ROWS
────────────────

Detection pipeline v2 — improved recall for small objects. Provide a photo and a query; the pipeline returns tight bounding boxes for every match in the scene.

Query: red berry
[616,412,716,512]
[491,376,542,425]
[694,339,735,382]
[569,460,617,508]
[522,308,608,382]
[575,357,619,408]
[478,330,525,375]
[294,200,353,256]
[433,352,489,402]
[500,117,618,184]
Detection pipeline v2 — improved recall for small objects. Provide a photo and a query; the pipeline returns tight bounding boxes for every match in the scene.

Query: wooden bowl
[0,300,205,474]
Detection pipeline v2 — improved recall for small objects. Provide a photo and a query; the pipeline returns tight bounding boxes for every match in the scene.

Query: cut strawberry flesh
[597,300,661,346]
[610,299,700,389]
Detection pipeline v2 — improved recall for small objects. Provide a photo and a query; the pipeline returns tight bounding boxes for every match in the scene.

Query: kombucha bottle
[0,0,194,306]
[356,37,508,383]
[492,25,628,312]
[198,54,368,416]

────────────────

TASK DESCRIPTION
Replace "red berry" with "ripe berry" and write out the listing again, starting at its first line and going on through the line with "[500,117,618,184]", with nothing else altered.

SOLUTION TO THIS EXERCISE
Detection pipeline v2 — improved recall for small objects. Provide a photo and a query; the pipeline returns tight bounding boxes for every match in the scene.

Query: ripe berry
[616,412,716,512]
[491,376,542,425]
[694,339,735,382]
[569,460,617,508]
[522,308,608,382]
[575,357,619,408]
[478,330,525,375]
[294,200,353,256]
[433,352,489,402]
[500,117,618,184]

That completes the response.